## [What you need to do]
a – From the text on invasive snails and coffee rust, return everything from "Invasive snails could" down to "Rico to Australia.".
b – List every geographic place (continent, country, region or island) named in the text on invasive snails and coffee rust.
c – Continue the text on invasive snails and coffee rust, starting after its last sentence.

## [Text passage]
○ ○ ○ ○

Asian tramp snails are originally from Asia. Yet they are now widespread throughout tropical and subtropical regions.
Invasive snails could help beleaguered coffee farmers
Asian tramp snails, as their name suggests, are originally from Asia. Yet they are now widespread throughout tropical and subtropical regions from Puerto Rico to Australia.
They are an invasive species that has caused plenty of problems to many farmers. Not all is doom and gloom with the snails, however, according to scientists who have found that the invasive gastropods could do a favor to coffee farmers. The snails can do this by devouring a fungus that has been causing an epidemic of disease in coffee plants.
The leaves of coffee plants that are infected by the Hemileia vastatrix fungus come to have yellowish blotches on them. Each one contains a number of spores ready to disperse and infect other plants. The pathogens discolor foliage and eventually cause plants to lose their leaves, which inhibits their ability to produce coffee cherries and the beans within them.
The Robusta species of coffee is more resistant to the fungus, yet Arabica coffee, which is widely preferred by coffee drinkers worldwide, is highly susceptible to coffee rust disease that can devastate entire coffee plantations, wiping out the hard-earned incomes of farmers. Around 70% of Arabica coffee farms have been impacted by the disease across Central America. Coffee producers have been facing the problem for more than a century, yet the pathogen is still not fully understood yet.
“This is one of those rusts that even though it’s been with us for over 100 years, we don’t even understand its entire life cycle,” explains Cathie Aime, a mycologist at Purdue University in the United States. “This is much more difficult than it sounds,” she says.
“For rust fungi, they’re obligate pathogens, so you can’t get pure DNA in meaningful quantities. You can’t grow it in culture or manipulate it in the lab. And they’re microfungi, so you are dealing with extremely small organisms embedded in their host.”
There is no known cure for coffee rust, but farmers apply anti-fungal sprays to prevent their plants from contracting the disease. Yet scientists say that the fungus has the ability to evolve and will likely become more resistant to such preventive measures.

○ ○ ○ ○

## [Extracted data]
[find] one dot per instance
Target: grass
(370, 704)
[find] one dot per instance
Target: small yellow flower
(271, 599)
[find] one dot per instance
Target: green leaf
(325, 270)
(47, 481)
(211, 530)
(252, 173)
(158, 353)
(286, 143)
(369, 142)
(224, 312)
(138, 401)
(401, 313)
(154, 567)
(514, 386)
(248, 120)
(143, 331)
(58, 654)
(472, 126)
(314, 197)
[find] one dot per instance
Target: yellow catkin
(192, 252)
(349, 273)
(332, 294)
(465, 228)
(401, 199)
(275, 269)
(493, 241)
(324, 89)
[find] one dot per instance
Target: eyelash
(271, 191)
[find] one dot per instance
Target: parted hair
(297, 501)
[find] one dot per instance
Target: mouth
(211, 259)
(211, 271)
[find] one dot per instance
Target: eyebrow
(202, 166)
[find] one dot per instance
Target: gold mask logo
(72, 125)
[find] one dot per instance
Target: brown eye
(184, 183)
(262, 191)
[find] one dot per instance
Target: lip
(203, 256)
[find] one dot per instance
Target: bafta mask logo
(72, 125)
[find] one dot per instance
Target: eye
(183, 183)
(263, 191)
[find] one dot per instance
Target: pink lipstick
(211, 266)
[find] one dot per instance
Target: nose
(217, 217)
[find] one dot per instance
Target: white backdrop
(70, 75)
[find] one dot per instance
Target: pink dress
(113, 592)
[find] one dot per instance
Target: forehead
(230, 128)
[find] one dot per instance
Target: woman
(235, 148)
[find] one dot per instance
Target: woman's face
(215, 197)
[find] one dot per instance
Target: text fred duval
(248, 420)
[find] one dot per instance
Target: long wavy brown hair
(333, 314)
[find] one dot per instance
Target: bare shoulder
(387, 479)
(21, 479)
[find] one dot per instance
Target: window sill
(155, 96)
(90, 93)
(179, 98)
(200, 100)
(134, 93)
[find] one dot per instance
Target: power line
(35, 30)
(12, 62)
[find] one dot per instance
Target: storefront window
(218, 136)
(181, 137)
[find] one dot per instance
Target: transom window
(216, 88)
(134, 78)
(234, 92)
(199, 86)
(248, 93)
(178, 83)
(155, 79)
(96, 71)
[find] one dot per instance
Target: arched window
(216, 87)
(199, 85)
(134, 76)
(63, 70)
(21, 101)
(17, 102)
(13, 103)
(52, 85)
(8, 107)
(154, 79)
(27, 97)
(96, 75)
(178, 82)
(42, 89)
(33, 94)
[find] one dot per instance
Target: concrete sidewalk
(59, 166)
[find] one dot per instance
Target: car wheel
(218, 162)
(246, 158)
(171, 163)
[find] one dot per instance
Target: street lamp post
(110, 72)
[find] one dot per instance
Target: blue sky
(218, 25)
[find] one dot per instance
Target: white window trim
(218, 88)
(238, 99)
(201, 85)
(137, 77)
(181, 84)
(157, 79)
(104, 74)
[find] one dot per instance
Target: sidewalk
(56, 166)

○ ○ ○ ○

## [Answers for the exercise]
a –
Invasive snails could help beleaguered coffee farmers
Asian tramp snails, as their name suggests, are originally from Asia. Yet they are now widespread throughout tropical and subtropical regions from Puerto Rico to Australia.

b – Asia, Puerto Rico, Australia, Central America, United States

c –
Enter Asian tramp snails. Scientists from the University of Michigan have found that the snails feed on the fungus that causes the coffee rust plaque. The researchers set up an experiment by feeding Asian tramp snails with infected leaves. The results showed that about 30% of the rust was reduced by the snails after just 24 hours.
Although the snails have the potential to be of help by feasting on the dangerous fungus, they themselves are an agricultural pest. In many countries Asian tramp snails cause havoc to crops such as citruses, mangoes, grapes and ornamental plants. That is why using one pest to control another is a case of tradeoffs.
“With the data we are collecting now, we seek to find out if there are any apparent tradeoffs between these two consumers of the coffee leaf rust,” says Zachary Hajian-Forooshani, one of the researchers who conducted the study. “For example, if the fungal parasite is especially efficient at reducing the rust, and the snail eats it along with the rust itself, that could be a tradeoff: promote the snail to control the rust and face the possibility that the snail eats too much of the other controlling factor,” he adds.
Yet further study is needed before the snails can be deployed to battle the fungus so farmers can save their coffee plants. Hajian-Forooshani explains that “the gastropods seem to reduce the number of spores on the leaf, but it’s not clear if the spores can still germinate in the excrement. Also, we don’t know how the effect of the gastropods on coffee leaf rust scales up to impact the pathogen dynamics at the farm or regional scale.”